### THE PROBLEM:
Reproduce word for word every line of the rows below, starting with the line that contains "the shrub row" and running through the end of the rows, both ends included.

### MATERIALS PROVIDED:
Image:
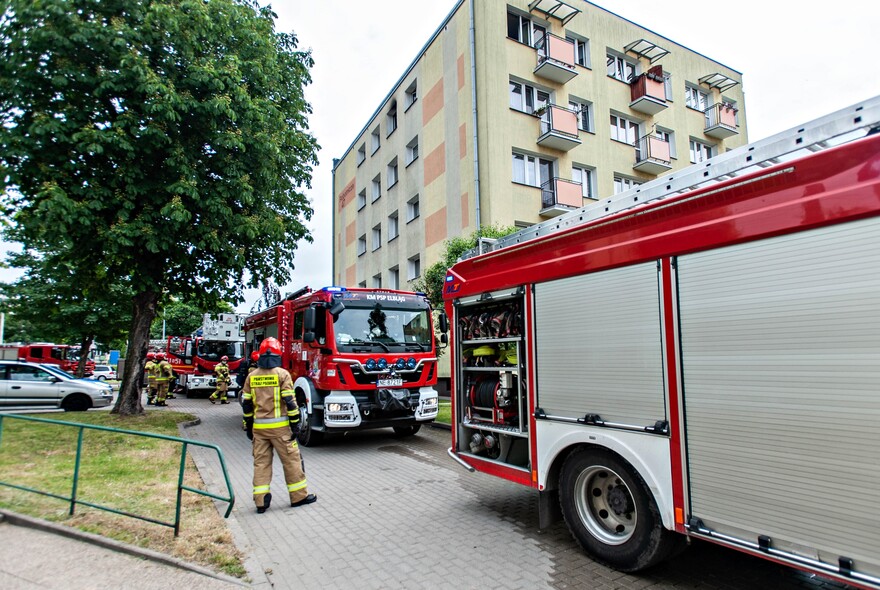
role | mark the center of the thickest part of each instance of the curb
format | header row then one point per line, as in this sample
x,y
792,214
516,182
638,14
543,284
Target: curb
x,y
22,520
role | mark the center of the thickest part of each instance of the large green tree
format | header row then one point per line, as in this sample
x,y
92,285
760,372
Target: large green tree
x,y
164,140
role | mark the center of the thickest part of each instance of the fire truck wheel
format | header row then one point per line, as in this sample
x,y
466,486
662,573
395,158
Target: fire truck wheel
x,y
306,436
611,513
410,430
77,402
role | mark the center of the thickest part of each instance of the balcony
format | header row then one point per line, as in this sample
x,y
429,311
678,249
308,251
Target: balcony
x,y
559,196
558,127
647,94
721,121
555,59
652,155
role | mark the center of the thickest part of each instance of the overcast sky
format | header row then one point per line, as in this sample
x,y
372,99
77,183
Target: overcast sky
x,y
798,63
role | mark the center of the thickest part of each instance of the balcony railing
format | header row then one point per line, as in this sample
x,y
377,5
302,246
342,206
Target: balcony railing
x,y
559,196
559,129
648,94
555,59
721,120
652,155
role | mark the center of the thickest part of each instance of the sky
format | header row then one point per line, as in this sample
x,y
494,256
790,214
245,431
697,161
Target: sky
x,y
798,64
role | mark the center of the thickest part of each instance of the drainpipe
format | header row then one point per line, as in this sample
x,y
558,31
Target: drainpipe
x,y
477,219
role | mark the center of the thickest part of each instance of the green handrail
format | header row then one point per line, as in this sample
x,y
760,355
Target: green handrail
x,y
185,443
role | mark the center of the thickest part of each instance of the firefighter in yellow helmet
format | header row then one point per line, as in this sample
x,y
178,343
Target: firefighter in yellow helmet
x,y
164,374
150,369
270,419
223,381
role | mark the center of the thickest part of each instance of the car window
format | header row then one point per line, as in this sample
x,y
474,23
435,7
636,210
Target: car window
x,y
25,373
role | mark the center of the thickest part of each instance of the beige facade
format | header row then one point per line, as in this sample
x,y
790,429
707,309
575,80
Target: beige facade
x,y
570,104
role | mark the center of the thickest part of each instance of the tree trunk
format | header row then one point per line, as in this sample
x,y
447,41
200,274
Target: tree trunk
x,y
84,348
144,311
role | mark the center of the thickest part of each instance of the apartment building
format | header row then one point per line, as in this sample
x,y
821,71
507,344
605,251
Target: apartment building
x,y
515,112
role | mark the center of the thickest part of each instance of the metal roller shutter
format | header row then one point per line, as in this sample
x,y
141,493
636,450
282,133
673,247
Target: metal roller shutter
x,y
780,348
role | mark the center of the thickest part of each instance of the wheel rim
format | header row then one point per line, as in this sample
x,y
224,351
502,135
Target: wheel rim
x,y
605,505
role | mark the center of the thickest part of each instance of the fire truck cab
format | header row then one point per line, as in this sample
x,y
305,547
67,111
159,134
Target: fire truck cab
x,y
359,358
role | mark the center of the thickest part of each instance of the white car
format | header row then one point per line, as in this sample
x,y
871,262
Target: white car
x,y
30,386
103,373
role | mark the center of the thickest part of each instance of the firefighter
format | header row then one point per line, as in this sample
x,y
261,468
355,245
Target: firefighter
x,y
150,369
271,418
164,374
223,381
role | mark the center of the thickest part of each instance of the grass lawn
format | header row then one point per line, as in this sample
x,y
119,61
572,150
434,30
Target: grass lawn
x,y
123,472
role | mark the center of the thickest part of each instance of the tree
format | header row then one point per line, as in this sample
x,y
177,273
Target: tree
x,y
165,141
432,280
55,303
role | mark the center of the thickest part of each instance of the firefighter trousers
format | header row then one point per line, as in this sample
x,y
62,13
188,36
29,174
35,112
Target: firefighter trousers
x,y
265,443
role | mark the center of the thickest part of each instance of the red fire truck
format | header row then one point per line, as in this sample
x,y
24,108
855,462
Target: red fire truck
x,y
193,358
53,354
696,357
359,358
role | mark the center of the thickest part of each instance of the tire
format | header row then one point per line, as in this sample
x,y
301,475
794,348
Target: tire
x,y
307,436
76,402
611,512
404,431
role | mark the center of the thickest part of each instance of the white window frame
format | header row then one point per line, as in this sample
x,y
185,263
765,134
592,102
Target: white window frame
x,y
620,68
579,174
412,209
623,129
700,151
412,150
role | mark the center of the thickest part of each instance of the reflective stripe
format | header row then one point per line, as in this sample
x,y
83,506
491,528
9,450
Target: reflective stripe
x,y
295,487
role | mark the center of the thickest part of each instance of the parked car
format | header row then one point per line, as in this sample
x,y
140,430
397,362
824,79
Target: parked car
x,y
28,386
103,373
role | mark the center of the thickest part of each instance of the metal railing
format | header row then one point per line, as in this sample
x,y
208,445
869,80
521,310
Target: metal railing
x,y
230,498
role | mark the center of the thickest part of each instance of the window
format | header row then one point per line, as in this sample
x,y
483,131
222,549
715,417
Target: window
x,y
700,152
624,130
620,69
521,28
526,98
411,95
581,50
622,184
584,112
391,118
412,208
412,150
392,173
375,142
585,177
392,226
696,99
377,187
531,170
377,237
414,268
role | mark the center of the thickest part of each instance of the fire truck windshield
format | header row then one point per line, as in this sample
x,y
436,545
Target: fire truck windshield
x,y
357,327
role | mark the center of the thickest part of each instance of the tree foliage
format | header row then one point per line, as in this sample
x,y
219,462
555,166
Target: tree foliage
x,y
432,279
165,141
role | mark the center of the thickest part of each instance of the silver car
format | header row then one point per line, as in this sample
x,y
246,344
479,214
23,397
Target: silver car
x,y
30,386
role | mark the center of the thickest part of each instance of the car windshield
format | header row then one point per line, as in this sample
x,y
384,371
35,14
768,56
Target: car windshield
x,y
383,327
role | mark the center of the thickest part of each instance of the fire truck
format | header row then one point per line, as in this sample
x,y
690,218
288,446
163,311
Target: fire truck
x,y
194,357
359,358
52,354
696,358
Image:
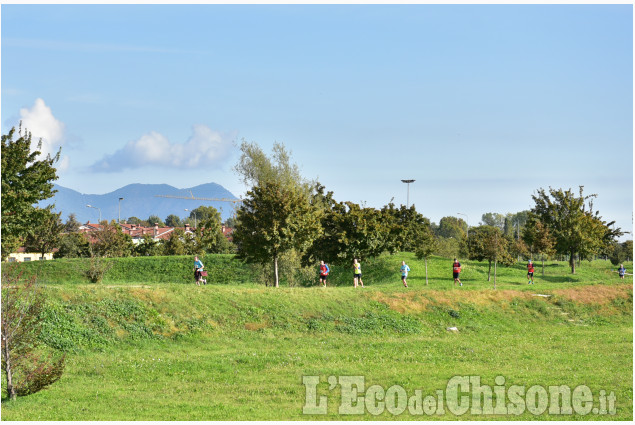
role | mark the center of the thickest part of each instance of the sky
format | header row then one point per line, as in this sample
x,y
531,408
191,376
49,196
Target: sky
x,y
481,104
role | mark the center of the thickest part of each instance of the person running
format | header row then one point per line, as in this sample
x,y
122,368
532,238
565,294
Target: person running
x,y
198,269
324,271
404,273
357,273
530,273
456,269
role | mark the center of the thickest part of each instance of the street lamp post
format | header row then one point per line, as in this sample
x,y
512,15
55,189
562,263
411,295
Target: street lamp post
x,y
193,212
408,195
119,217
467,222
90,206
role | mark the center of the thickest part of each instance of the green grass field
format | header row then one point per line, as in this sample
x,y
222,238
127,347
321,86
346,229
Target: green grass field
x,y
170,351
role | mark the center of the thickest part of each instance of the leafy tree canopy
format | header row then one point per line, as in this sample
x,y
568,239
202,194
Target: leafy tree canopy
x,y
26,179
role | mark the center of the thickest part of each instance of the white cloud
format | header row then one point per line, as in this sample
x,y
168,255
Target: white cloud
x,y
205,148
41,123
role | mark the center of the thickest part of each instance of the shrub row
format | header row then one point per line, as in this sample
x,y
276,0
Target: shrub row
x,y
222,268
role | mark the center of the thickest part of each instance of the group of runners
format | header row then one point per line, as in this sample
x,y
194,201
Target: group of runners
x,y
324,270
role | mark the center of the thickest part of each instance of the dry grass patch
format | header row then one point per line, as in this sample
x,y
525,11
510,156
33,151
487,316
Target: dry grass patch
x,y
255,326
418,301
595,294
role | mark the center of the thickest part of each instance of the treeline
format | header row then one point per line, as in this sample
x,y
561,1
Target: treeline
x,y
287,222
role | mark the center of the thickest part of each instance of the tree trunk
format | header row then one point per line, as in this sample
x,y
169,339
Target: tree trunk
x,y
494,274
9,371
543,266
426,261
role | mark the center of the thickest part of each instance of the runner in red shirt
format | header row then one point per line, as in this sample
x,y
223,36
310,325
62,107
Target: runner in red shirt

### SOLVED EXERCISE:
role | mark the center of the thickest part of each instance of the shrub row
format | header row then one point per line, as in this sample
x,y
276,0
Target: shrub row
x,y
222,268
role | mark the center of the thickest part of each instance of the group of runners
format | header row then one point per line, as in this sample
x,y
194,201
Target: group of runners
x,y
324,270
role | mark the center of the thickest part of each instance of the dry grass patch
format | header row then one point per line, as in this sample
x,y
525,11
510,156
33,151
487,316
Target: dry grass patch
x,y
255,326
418,301
595,294
role | mark the center of the thickest part of each instance of the treeline
format | header row then one point per line, as in this sample
x,y
561,1
Target: treeline
x,y
287,222
role | mark the center of the thickest part of each instance of the tree trunk
format | header row then one point per line, as in this sample
x,y
169,339
Target: tree trunk
x,y
494,274
9,371
543,266
426,261
role | mark the center of the thickest part of each instance of the runner in red shirt
format | header row then one point per line, as in this sample
x,y
223,36
310,325
62,107
Target: runner in red shirt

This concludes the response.